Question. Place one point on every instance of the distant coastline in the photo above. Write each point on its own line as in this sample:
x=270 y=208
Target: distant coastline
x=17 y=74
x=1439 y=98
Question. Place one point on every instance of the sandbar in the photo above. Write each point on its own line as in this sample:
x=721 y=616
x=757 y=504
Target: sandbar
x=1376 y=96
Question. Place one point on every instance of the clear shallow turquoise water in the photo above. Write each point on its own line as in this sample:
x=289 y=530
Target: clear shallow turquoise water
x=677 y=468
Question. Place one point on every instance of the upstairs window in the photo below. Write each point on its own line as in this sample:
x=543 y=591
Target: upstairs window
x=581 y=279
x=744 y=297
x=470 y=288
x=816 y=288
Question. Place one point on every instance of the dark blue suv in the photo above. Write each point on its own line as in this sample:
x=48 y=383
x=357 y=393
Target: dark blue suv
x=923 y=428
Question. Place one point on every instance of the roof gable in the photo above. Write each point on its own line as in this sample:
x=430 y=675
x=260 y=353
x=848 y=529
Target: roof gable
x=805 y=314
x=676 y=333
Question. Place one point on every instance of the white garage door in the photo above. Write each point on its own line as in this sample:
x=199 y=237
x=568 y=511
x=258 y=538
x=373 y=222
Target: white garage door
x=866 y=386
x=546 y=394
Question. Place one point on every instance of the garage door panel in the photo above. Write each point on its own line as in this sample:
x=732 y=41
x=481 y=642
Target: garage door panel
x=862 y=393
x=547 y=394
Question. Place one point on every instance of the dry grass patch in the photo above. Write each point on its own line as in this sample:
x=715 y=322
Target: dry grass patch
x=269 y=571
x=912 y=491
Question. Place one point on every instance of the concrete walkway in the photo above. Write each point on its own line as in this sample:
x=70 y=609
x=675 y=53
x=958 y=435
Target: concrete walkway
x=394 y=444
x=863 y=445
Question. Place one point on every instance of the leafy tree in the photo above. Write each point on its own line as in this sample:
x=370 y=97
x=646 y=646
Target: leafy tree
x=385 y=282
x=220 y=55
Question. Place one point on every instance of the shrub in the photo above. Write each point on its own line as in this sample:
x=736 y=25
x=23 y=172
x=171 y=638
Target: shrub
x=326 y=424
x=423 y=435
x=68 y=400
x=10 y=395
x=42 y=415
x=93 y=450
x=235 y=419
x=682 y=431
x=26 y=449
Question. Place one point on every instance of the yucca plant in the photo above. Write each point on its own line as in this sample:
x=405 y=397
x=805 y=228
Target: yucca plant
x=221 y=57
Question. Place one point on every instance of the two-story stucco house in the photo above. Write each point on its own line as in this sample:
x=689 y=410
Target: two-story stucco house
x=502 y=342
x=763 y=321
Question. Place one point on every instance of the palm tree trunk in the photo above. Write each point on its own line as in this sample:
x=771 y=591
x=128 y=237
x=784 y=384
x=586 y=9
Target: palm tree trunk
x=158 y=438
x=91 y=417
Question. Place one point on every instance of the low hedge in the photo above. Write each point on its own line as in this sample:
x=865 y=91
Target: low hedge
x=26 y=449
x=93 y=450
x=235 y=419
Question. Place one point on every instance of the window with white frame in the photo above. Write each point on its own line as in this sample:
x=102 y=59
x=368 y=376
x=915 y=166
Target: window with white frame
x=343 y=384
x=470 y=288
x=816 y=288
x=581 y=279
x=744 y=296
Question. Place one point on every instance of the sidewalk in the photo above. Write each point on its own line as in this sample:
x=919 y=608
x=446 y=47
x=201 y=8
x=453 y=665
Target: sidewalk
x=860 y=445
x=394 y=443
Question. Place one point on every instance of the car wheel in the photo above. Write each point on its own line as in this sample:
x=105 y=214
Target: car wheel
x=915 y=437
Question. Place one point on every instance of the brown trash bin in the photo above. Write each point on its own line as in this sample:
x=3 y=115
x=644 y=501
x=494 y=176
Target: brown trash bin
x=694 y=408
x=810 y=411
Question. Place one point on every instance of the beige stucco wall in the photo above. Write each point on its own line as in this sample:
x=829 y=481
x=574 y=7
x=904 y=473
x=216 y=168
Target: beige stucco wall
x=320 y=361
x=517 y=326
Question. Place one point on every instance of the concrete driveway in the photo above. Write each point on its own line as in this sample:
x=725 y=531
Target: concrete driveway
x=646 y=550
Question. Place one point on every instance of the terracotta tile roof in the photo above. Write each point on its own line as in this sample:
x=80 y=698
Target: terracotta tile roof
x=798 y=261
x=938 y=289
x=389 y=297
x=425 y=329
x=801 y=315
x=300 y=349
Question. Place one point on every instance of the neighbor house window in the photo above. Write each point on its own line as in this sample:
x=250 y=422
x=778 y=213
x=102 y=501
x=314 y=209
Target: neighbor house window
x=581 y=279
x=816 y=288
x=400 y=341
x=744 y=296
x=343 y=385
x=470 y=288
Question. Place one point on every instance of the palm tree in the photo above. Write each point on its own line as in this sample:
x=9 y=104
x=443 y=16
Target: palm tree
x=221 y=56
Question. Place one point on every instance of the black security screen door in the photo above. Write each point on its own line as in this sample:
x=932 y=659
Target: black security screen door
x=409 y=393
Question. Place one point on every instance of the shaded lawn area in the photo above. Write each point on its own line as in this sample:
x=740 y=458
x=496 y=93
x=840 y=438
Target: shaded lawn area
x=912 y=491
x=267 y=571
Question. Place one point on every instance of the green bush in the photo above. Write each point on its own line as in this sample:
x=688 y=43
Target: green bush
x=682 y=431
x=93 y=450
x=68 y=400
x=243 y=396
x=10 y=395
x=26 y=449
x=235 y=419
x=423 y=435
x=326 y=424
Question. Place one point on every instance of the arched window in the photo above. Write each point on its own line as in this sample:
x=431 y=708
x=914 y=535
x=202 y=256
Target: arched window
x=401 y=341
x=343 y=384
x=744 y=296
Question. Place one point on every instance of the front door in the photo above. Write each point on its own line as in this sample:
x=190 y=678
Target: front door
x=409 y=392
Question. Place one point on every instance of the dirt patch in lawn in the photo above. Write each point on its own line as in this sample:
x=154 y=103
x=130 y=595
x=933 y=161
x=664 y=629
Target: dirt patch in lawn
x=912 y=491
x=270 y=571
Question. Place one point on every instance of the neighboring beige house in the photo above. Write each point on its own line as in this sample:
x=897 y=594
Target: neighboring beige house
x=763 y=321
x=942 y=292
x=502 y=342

EXERCISE GOAL :: Among the records above, extract exactly the lines from the line with "Target: black security screen door" to the line with "x=664 y=629", both lines included, and leave out the rest.

WRITTEN RESPONSE ::
Target: black security screen door
x=409 y=393
Question. Place one point on every instance of the shaded lawn area in the photo above. Write each point on its own line as in this sample:
x=740 y=458
x=496 y=93
x=840 y=438
Target: shaded lawn area
x=912 y=491
x=267 y=571
Question. Place one point on every instance of the green bush in the photo above. Write each point on its own line as in this sample:
x=688 y=43
Target: green bush
x=682 y=431
x=93 y=450
x=68 y=400
x=243 y=396
x=10 y=395
x=26 y=449
x=235 y=419
x=423 y=435
x=326 y=424
Question. Place one point on every instance of the arched window in the photo above. Write each point on its own line as in this sample:
x=431 y=708
x=914 y=535
x=202 y=256
Target: arched window
x=401 y=341
x=343 y=384
x=744 y=296
Question. Place one point on every instance of the front door in the photo above. Write each point on its own line as in this sample:
x=190 y=678
Target: front door
x=409 y=392
Question. Place one point on every instance of the dirt patch in lawn in the photo above. Write each point on its own line as in this sample:
x=154 y=103
x=130 y=595
x=933 y=161
x=664 y=629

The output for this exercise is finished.